Dr. Morris is an Executive Producer and co-writer of the documentary film, PUSHOUT: The Criminalization of Black Girls in Schools, which is based upon two of her books, Sing A Rhythm, Dance A Blues: Education for the Liberation of Black and Brown Girls (The New Press, 2019) and Pushout: The Criminalization of Black Girls in Schools (The New Press, 2016). She is also the author of Black Stats: African Americans by the Numbers in the Twenty-First Century (The New Press, 2014), Too Beautiful for Words (MWM Books, 2012), and she worked with Kemba Smith on her book, Poster Child: The Kemba Smith Story (IBJ Book Publishing, 2011). Dr. Morris has written dozens of articles, book chapters, and other publications on social justice issues and lectured widely on research, policies, and practices associated with improving juvenile/criminal justice, educational, and socioeconomic conditions for girls and women of color. Her 2018 TED talk on how to stop the criminalization of Black girls in schools has received more than 1.8 million views and been translated into 18 languages.
Dr. Morris is the Founder of the National Black Women’s Justice Institute (NBWJI), an organization that works to interrupt school-to-confinement pathways for girls, reduce the barriers to employment for formerly incarcerated women, and increase the capacity of organizations working to reduce sexual assault and domestic violence in African American communities. She served as an adjunct associate professor for Saint Mary’s College of California between 2013-2018 and has taught at the University of San Francisco and California State University, Sacramento. Dr. Morris is a 2012 Soros Justice Fellow, the former Vice President for Economic Programs, Advocacy and Research at the National Association for the Advancement of Colored People (NAACP) and the former Director of Research for the Thelton E. Henderson Center for Social Justice at the UC Berkeley Law School. She has also worked in partnership with and served as a consultant for federal, state and county agencies, national academic and research institutions, and communities throughout the nation to develop research, comprehensive approaches and training curricula to eliminate racial/ethnic and gender disparities in justice and educational systems. Her work in this area has informed the development and implementation of improved culturally competent and gender-responsive continua of services for youth.
Dr. Morris’ work has been profiled by MSNBC, CSPAN2, The Washington Post, The New York Times, NPR, and PBS, among other national and local print, radio, and television media.

──────────────────────────────

Please answer these questions from the biography of Dr. Morris above:
(a) Which two of her books is the documentary PUSHOUT based on?
(b) What organization did she found?
(c) During which years was she an adjunct associate professor at Saint Mary's College of California?

§ **RECORDS**:

──────────────────────────────

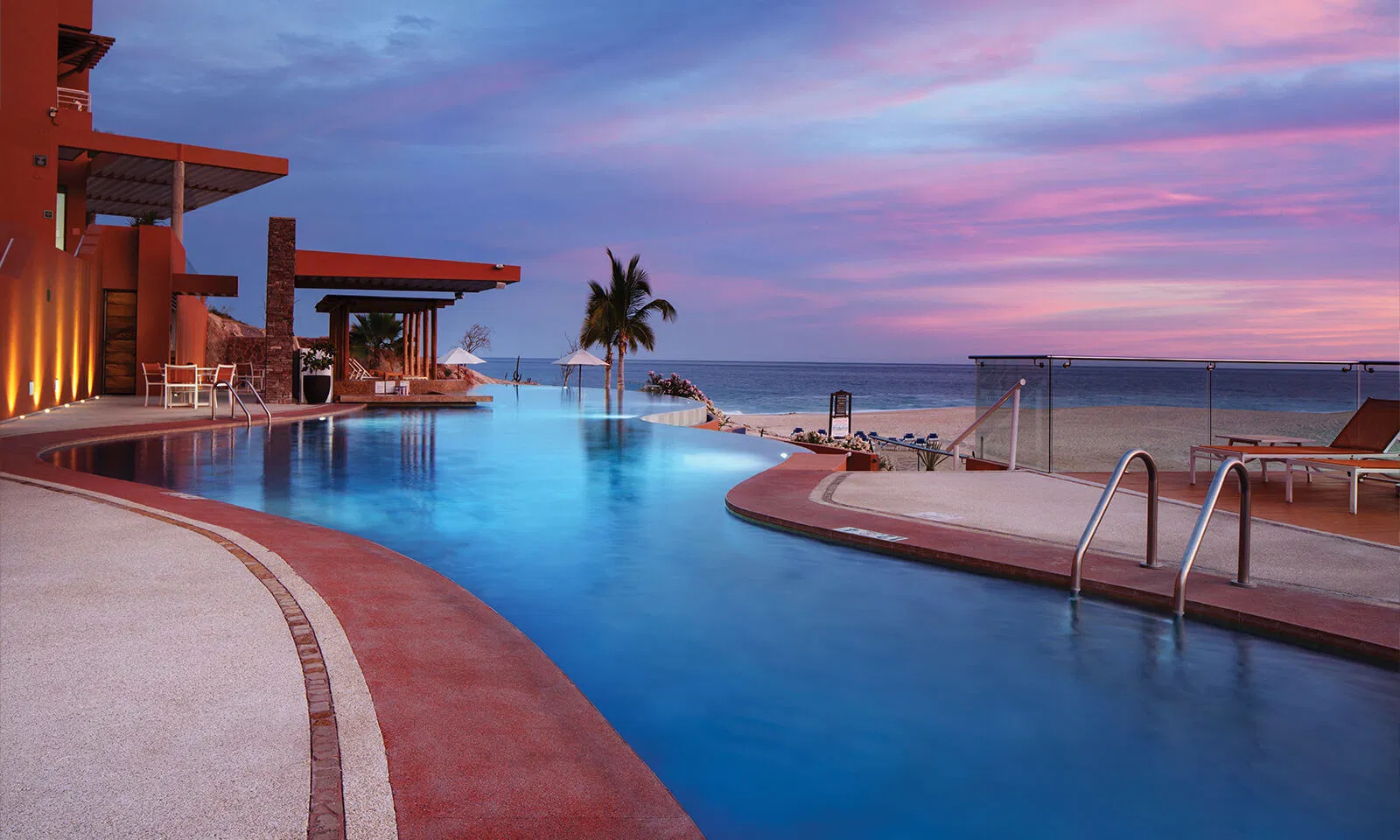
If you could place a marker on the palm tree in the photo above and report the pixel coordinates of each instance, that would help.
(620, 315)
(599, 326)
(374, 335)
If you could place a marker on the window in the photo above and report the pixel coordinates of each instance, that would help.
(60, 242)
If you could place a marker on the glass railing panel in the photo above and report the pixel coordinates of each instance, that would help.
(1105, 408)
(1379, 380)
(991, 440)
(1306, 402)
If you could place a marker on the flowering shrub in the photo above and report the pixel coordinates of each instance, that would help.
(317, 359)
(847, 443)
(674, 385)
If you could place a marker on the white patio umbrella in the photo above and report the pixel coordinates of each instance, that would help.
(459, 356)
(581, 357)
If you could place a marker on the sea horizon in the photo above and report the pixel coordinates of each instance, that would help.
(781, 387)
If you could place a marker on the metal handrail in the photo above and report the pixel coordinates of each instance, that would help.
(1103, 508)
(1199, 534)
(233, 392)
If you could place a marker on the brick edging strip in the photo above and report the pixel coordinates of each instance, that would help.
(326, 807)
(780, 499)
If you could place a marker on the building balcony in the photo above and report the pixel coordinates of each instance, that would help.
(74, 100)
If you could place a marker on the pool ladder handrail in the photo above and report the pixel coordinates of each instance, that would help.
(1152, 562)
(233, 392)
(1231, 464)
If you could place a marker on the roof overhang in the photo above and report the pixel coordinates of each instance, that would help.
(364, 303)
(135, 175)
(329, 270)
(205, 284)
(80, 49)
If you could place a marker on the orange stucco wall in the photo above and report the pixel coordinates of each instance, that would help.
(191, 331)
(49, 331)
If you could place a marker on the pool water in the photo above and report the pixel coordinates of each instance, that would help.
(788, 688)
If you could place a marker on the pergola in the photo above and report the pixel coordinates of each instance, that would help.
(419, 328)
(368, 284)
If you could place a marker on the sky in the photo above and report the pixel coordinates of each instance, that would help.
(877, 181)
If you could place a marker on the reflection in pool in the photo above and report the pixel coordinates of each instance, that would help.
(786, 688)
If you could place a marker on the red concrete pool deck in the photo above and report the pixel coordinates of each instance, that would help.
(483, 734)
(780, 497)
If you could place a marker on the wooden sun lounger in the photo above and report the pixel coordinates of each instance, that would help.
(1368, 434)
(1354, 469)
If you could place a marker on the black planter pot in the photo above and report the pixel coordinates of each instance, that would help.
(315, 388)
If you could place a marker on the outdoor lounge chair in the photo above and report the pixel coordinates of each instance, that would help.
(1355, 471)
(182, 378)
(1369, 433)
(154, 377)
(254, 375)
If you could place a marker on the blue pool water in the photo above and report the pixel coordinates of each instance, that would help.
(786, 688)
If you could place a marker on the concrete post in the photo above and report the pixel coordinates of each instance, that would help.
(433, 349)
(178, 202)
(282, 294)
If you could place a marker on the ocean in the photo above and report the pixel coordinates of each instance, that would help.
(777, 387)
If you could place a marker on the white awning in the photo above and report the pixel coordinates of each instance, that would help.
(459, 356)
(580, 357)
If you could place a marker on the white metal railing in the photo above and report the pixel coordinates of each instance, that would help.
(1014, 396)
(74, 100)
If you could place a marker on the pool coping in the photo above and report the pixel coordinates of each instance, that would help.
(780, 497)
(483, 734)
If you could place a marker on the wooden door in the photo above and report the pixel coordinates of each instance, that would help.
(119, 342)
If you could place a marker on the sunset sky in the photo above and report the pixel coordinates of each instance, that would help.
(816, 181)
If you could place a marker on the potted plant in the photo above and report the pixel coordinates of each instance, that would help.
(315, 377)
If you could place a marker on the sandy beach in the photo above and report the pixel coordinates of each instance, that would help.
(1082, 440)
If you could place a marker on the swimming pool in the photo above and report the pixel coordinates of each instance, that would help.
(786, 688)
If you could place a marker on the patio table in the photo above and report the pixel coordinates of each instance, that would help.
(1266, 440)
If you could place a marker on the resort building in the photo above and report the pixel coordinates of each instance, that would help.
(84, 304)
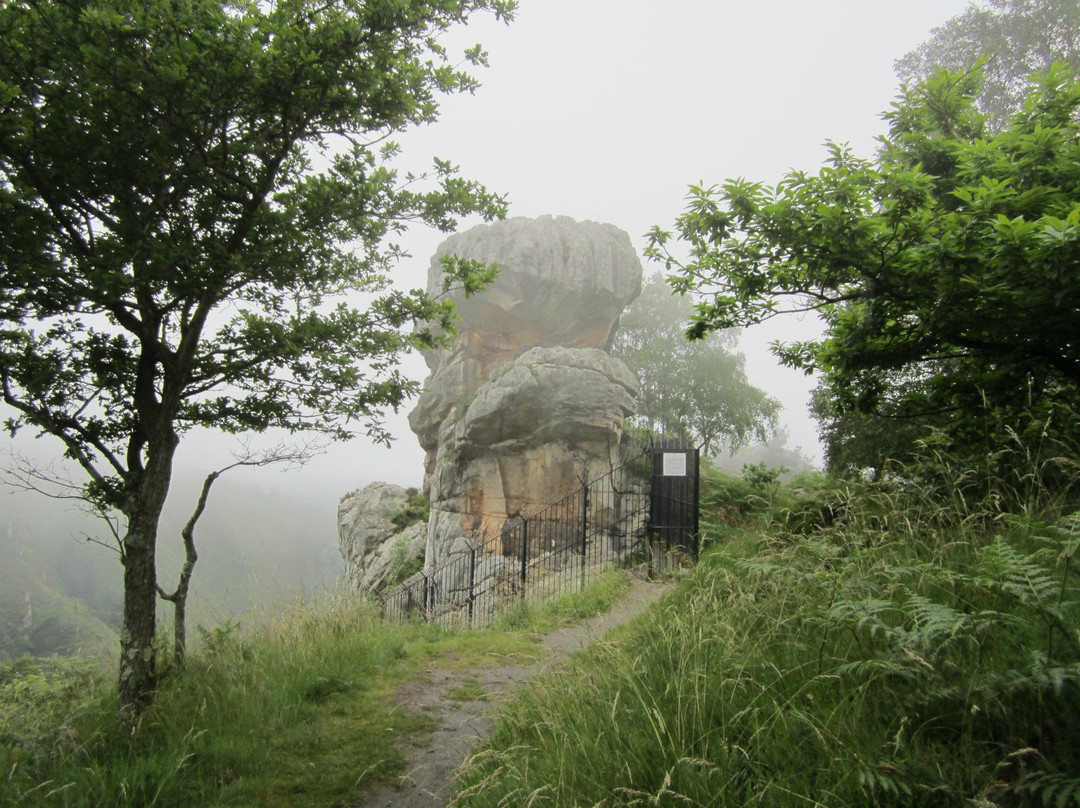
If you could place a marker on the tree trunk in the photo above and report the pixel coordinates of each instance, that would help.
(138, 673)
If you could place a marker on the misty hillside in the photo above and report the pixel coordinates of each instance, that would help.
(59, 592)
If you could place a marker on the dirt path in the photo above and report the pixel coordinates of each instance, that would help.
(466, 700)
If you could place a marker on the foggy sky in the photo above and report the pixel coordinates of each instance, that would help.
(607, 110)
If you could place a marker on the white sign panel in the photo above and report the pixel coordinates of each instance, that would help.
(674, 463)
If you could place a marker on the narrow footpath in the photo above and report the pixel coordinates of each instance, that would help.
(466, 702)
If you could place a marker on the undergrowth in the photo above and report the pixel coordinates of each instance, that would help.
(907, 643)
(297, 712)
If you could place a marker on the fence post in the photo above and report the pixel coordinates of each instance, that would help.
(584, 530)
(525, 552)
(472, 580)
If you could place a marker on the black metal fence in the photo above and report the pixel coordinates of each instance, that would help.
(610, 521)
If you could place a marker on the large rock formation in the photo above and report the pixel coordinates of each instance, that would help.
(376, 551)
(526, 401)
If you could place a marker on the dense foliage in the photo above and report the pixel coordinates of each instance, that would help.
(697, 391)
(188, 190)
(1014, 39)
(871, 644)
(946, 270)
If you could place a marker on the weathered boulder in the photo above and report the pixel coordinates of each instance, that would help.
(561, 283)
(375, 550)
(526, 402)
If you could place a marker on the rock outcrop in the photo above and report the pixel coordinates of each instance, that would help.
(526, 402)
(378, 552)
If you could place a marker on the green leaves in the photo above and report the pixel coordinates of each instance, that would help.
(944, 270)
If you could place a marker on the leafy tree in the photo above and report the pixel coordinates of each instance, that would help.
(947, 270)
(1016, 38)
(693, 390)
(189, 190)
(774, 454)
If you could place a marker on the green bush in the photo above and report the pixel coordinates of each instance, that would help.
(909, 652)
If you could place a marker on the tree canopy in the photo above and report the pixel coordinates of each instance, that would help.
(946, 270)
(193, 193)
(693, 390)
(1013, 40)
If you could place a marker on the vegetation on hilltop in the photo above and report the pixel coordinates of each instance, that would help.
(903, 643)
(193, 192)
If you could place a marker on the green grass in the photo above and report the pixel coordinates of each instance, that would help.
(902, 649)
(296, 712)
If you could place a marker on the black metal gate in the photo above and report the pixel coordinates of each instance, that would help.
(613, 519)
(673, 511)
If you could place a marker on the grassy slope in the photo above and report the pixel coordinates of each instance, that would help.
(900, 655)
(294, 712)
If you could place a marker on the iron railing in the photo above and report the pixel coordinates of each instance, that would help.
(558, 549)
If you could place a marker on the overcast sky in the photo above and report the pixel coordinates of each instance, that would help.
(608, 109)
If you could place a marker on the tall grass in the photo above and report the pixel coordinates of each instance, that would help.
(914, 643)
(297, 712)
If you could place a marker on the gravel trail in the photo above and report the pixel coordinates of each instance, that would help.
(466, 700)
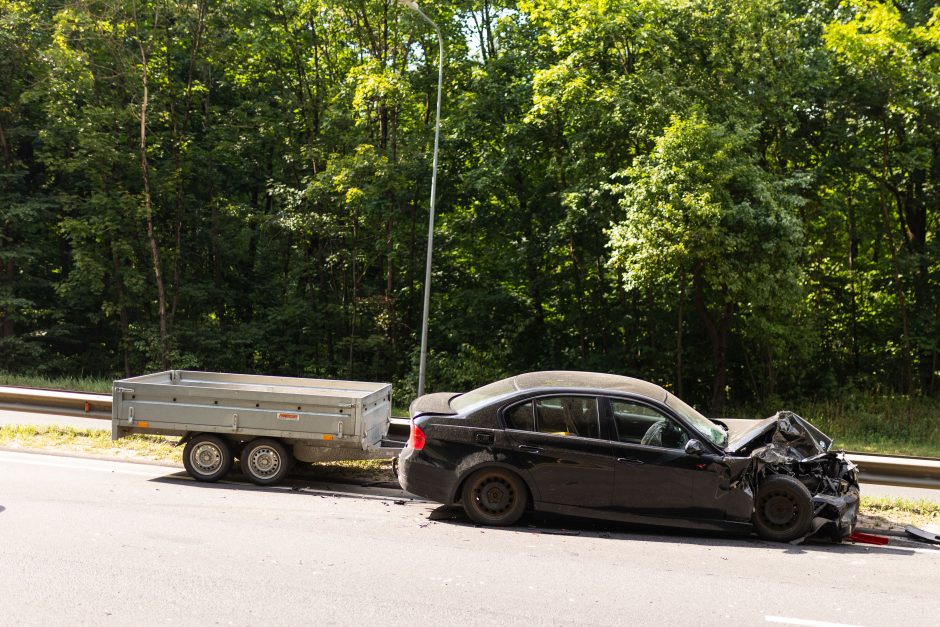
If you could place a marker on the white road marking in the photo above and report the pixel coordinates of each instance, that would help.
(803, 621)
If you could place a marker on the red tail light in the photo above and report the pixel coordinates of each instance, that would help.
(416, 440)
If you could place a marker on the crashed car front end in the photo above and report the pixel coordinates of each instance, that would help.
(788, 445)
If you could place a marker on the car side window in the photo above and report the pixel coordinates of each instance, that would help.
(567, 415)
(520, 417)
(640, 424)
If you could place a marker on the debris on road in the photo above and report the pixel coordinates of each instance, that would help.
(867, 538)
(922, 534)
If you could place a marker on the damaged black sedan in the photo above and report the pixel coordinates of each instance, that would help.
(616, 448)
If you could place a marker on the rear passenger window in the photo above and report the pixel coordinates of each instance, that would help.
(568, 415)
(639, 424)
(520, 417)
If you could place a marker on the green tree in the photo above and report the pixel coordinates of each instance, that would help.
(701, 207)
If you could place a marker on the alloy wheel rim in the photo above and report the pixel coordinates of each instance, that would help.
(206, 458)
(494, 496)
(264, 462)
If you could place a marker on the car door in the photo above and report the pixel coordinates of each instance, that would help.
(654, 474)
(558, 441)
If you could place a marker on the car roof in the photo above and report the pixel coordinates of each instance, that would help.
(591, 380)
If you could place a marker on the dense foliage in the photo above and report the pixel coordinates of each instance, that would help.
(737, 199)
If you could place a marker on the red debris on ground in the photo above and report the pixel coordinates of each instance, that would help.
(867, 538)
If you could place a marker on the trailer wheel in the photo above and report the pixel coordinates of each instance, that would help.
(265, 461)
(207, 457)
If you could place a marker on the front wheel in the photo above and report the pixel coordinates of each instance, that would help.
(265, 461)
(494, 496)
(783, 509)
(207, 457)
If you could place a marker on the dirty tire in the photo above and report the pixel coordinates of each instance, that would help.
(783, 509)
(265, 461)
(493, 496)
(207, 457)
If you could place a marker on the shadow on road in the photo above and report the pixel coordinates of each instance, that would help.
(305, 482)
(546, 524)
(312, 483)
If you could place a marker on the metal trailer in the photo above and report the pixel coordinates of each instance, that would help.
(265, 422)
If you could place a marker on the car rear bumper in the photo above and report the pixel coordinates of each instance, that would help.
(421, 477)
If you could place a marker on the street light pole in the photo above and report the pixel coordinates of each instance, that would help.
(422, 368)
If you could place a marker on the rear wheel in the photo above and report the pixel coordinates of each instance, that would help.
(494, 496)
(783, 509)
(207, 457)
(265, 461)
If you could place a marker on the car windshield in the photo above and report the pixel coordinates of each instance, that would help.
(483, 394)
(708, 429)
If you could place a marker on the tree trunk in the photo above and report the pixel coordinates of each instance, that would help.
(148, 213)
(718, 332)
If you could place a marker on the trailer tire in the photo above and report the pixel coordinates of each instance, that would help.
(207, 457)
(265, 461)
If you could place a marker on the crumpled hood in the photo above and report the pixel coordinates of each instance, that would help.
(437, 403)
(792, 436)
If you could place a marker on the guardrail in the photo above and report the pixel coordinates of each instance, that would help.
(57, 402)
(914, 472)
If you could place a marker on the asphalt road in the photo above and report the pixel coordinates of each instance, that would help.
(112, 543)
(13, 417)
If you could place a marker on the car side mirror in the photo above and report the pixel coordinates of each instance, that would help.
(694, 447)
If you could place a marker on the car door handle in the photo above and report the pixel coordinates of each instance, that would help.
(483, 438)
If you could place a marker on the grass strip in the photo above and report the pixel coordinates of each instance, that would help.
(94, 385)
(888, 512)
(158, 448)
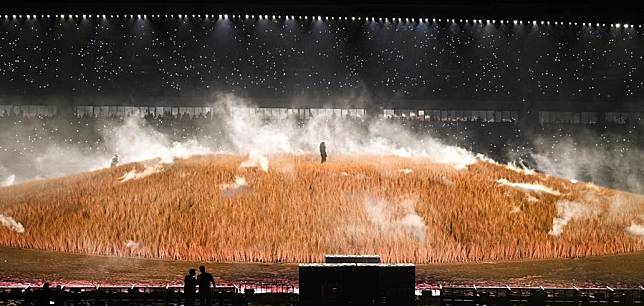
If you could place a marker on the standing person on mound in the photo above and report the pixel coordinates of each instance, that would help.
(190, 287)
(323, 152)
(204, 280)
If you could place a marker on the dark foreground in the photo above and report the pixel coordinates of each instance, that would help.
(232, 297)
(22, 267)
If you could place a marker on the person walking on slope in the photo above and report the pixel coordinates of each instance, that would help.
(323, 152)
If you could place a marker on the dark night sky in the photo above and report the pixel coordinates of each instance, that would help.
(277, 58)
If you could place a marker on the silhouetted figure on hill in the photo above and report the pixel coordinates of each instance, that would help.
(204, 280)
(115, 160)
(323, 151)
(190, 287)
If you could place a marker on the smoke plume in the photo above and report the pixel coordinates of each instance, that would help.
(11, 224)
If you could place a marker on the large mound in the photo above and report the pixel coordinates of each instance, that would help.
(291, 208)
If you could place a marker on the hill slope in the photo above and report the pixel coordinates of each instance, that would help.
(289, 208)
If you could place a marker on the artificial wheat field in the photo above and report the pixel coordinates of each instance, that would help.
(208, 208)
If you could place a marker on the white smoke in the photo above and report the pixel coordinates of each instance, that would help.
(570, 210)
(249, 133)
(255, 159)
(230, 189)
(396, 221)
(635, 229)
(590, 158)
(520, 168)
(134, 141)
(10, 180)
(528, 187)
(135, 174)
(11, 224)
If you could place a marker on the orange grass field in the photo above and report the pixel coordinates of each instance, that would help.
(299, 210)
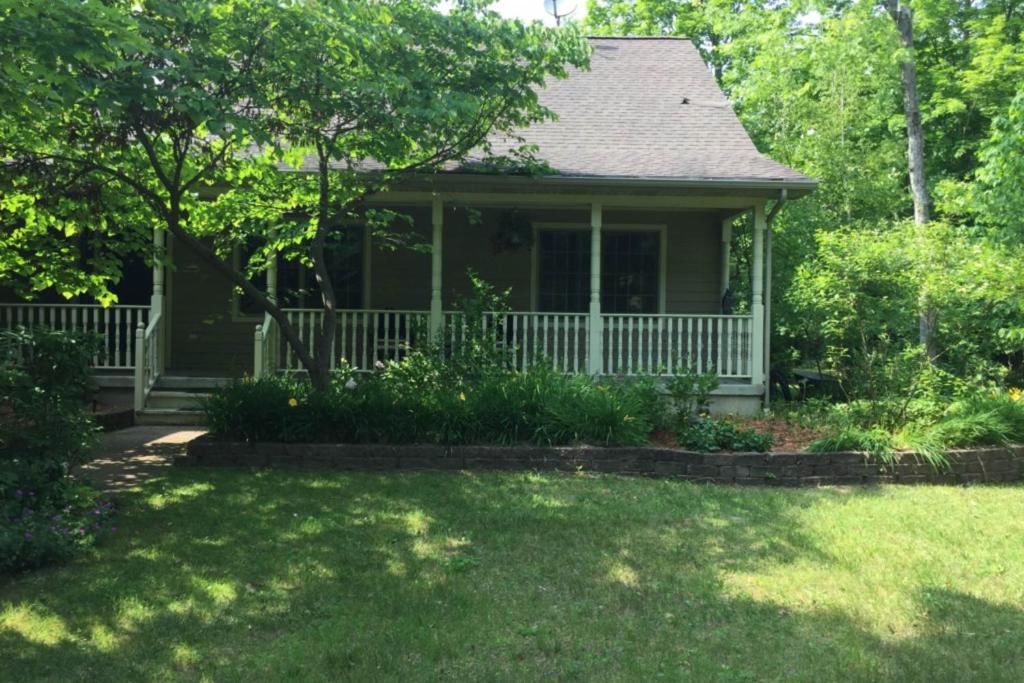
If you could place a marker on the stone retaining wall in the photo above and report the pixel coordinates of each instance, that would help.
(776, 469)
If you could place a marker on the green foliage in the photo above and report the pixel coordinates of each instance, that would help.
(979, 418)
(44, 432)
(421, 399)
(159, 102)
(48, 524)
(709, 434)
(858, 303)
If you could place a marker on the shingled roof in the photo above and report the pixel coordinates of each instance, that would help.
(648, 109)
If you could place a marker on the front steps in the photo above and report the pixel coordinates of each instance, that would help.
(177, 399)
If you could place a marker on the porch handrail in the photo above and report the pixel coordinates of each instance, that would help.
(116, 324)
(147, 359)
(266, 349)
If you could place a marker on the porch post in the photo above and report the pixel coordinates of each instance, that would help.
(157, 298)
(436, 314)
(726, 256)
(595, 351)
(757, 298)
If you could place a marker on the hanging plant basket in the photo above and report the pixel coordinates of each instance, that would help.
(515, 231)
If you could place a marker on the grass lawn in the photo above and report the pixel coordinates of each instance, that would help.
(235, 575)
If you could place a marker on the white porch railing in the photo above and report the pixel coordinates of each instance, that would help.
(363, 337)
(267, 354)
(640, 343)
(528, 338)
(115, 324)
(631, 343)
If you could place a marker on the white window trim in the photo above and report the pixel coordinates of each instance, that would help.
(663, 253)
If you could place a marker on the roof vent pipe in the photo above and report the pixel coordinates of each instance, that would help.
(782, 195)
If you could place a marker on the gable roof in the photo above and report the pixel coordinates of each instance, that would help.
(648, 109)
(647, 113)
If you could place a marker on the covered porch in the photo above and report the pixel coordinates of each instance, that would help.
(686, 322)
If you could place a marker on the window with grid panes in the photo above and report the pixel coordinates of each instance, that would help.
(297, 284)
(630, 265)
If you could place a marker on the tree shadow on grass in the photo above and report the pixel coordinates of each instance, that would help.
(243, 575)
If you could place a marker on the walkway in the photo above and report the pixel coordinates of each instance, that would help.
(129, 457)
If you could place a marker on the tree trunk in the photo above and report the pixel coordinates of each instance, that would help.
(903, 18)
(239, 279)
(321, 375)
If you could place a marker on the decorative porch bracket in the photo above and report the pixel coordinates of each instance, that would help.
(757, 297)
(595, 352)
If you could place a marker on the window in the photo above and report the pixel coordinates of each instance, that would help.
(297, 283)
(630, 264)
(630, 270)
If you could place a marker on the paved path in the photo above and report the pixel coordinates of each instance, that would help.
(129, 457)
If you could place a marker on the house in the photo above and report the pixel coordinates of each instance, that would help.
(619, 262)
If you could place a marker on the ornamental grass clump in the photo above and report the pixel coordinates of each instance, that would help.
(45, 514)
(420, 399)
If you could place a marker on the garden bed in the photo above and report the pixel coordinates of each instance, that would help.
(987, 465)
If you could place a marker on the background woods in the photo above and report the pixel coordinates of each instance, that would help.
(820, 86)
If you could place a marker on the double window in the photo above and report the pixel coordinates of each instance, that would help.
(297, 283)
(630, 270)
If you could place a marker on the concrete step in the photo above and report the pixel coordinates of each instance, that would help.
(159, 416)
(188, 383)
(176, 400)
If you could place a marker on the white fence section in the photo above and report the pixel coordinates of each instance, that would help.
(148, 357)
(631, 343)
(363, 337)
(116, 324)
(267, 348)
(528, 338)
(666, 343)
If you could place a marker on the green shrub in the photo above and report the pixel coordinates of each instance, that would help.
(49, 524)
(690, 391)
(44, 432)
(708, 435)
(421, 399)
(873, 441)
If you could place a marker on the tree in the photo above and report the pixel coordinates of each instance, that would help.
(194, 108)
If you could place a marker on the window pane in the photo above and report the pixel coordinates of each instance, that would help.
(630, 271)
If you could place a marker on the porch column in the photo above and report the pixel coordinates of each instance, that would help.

──────────────────────────────

§ **WRITTEN RESPONSE**:
(a) Sing A Rhythm, Dance A Blues: Education for the Liberation of Black and Brown Girls and Pushout: The Criminalization of Black Girls in Schools
(b) The National Black Women's Justice Institute (NBWJI)
(c) 2013-2018